* **Trecho fornecido**:
════════

Uma definição de Covid longa alternativa à da OMS trata como sintoma central do problema a “síndrome de fadiga pós-infecção” (PIFS, na sigla em inglês). O resultado foi o mesmo. A PIFS não foi associada a um histórico de infecção prévia com Covid, estando presente nos dois grupos em medida estatisticamente indistinguível após seis meses desde o teste laboratorial.
O que foi de fato associado à “Covid longa”?
A bateria completa de exames foi feita nos jovens para que fosse possível testar associação dos sintomas de “Covid longa” com outros fatores. Os cientistas encontraram associação do problema com relatos de sentimentos de solidão e baixos níveis de atividade física. A severidade dos sintomas foi associada ao desajuste emocional e ao sexo feminino, sobrerrepresentado na amostra. Incluindo a PIFS, fatores de risco para os sintomas foram, mais uma vez, ser do sexo feminino, sedentarismo, solidão, e eventos negativos que aconteceram na vida dos pacientes no ano anterior.
Um potencial resultado revelador do estudo é que, se a conclusão for generalizável, enquanto a Covid não está por trás da “Covid longa”, medidas de contenção da Covid como lockdown e fechamento de escolas podem ter associação ou relação causal com o problema. Sua relação com falta de exercícios é clara, e múltiplos estudos apontam que essas medidas foram responsáveis por uma piora na saúde mental de crianças e adolescentes.

════════

* **Instruções**: No trecho sobre a Covid longa, com quais relatos e com que hábito os cientistas encontraram associação do problema?

Entradas de dados armazenadas
════════

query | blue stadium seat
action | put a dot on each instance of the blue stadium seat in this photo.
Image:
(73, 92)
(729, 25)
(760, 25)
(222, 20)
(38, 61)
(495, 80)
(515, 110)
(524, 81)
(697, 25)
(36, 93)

════════

* **Resposta abaixo**: Com relatos de sentimentos de solidão e com baixos níveis de atividade física.